-- Task to complete --
List every line in the records below that contains the word "flying", matching case exactly.

START

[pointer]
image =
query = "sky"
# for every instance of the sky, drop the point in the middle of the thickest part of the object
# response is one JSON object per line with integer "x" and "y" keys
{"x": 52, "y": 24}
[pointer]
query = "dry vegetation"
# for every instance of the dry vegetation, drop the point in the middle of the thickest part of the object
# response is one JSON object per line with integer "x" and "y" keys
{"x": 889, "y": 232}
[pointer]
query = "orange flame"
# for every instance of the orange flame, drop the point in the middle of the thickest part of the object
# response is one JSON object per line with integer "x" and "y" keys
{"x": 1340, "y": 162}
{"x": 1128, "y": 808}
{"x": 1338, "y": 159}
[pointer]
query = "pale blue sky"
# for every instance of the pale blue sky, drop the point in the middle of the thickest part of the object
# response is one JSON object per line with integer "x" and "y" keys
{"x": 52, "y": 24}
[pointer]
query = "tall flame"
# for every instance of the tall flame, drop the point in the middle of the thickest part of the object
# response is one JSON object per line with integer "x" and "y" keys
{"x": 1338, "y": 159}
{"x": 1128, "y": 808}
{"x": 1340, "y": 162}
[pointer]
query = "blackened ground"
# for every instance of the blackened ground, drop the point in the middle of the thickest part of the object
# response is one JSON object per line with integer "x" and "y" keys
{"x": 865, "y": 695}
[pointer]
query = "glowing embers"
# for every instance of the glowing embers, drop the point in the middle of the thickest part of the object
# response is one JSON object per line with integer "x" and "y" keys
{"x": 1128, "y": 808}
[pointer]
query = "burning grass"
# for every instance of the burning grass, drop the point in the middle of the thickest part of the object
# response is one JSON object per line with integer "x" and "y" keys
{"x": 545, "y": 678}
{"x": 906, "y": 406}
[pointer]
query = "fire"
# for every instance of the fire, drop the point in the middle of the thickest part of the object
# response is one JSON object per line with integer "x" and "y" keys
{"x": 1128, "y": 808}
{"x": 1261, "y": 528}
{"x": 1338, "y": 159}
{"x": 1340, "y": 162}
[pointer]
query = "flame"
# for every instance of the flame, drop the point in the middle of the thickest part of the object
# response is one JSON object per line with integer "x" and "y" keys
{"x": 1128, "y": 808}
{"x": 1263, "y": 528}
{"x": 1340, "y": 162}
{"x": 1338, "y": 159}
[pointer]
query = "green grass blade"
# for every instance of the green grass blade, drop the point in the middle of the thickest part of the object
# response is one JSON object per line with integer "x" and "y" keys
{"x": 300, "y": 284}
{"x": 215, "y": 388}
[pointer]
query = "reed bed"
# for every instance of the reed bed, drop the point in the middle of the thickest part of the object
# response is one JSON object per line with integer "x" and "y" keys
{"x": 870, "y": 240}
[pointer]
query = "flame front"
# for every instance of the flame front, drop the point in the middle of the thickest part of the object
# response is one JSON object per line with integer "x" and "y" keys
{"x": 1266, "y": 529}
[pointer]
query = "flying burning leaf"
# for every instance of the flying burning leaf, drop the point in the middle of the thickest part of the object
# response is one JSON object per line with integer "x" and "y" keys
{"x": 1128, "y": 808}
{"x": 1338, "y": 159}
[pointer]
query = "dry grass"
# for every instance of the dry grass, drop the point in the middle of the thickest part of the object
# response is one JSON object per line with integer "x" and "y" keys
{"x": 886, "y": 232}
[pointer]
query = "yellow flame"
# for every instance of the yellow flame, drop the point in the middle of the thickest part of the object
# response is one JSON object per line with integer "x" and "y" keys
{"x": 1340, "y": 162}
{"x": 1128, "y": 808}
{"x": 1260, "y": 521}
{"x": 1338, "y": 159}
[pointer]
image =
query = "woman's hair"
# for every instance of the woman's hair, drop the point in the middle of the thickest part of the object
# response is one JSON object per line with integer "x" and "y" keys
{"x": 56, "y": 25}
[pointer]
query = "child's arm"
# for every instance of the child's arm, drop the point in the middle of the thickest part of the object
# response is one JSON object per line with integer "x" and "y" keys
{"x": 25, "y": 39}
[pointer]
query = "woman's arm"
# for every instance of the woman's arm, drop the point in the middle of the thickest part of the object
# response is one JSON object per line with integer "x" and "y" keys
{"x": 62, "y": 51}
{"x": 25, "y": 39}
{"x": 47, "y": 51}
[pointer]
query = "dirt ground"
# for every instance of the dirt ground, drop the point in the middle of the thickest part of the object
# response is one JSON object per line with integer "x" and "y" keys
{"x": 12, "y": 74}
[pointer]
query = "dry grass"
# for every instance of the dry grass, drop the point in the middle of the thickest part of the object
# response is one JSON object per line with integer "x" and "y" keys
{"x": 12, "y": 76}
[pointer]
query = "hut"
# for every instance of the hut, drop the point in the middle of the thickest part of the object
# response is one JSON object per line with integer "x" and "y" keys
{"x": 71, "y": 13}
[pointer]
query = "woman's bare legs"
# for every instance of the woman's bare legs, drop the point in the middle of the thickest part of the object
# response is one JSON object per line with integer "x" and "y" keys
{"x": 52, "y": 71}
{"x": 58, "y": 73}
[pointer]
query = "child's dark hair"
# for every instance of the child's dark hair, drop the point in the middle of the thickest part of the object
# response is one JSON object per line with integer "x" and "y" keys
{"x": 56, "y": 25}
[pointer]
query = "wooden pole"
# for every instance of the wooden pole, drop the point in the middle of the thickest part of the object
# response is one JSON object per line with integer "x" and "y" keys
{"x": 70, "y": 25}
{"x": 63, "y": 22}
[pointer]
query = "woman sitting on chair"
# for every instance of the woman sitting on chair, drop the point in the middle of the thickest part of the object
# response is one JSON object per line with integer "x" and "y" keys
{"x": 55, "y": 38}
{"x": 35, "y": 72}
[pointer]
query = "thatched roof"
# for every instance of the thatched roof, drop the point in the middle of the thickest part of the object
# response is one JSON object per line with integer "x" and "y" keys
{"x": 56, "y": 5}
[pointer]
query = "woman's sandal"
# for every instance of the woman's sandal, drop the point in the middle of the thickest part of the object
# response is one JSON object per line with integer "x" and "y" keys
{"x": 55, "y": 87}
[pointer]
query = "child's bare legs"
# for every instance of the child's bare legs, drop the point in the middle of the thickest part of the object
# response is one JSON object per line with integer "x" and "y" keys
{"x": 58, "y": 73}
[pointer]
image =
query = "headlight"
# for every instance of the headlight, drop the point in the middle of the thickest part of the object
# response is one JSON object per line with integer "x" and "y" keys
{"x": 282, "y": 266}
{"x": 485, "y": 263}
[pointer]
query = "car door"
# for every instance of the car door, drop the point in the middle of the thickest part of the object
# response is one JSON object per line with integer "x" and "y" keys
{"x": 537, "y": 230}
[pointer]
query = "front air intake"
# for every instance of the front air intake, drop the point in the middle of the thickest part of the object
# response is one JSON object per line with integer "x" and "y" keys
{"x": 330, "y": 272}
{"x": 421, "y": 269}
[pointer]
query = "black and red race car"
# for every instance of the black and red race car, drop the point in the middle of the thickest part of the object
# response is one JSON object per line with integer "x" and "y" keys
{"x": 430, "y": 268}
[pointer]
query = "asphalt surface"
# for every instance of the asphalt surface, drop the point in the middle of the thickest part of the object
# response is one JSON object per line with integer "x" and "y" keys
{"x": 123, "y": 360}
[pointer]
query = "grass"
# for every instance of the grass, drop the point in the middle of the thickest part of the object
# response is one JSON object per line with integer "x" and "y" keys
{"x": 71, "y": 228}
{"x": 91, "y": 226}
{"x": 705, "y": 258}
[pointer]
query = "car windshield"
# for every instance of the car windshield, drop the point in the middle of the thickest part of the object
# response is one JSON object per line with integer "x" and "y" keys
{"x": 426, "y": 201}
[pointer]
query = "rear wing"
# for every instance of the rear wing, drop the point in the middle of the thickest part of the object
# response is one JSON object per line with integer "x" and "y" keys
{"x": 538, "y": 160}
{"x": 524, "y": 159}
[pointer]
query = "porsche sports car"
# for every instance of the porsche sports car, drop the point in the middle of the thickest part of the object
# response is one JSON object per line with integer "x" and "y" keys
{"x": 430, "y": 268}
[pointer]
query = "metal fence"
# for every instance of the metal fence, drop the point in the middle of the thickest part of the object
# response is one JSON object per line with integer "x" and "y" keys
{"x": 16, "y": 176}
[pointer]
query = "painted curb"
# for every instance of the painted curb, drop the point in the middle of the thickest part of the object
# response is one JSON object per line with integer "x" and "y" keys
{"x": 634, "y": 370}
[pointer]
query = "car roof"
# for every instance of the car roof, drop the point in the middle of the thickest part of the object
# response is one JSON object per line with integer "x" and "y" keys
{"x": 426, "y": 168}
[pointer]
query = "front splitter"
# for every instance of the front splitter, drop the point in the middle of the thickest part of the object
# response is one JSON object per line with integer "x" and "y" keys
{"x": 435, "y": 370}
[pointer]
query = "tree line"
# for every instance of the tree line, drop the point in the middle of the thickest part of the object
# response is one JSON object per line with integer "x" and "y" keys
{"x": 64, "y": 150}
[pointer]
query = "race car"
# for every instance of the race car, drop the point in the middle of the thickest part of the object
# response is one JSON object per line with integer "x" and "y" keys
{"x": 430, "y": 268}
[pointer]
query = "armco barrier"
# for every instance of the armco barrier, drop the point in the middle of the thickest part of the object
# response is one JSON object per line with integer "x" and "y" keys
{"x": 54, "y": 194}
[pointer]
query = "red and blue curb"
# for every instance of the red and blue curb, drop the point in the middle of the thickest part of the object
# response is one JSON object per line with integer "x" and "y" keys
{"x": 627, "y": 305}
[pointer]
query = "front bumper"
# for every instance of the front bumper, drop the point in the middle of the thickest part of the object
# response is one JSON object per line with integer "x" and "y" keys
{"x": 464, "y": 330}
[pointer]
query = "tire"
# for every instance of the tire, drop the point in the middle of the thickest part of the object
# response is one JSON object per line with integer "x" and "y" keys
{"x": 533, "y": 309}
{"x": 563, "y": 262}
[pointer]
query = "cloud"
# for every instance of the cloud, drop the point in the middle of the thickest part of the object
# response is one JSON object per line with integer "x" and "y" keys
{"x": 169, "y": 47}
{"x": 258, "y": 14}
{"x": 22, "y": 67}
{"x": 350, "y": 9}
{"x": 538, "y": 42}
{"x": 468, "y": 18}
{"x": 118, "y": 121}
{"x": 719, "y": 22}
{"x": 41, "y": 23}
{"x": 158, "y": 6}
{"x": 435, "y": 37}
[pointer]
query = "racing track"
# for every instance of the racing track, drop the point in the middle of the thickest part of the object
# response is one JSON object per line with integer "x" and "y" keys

END

-- Task solution --
query = "flying burning leaf"
# for every instance of the flying burning leaf, drop the point in the middle of the thickest part of the object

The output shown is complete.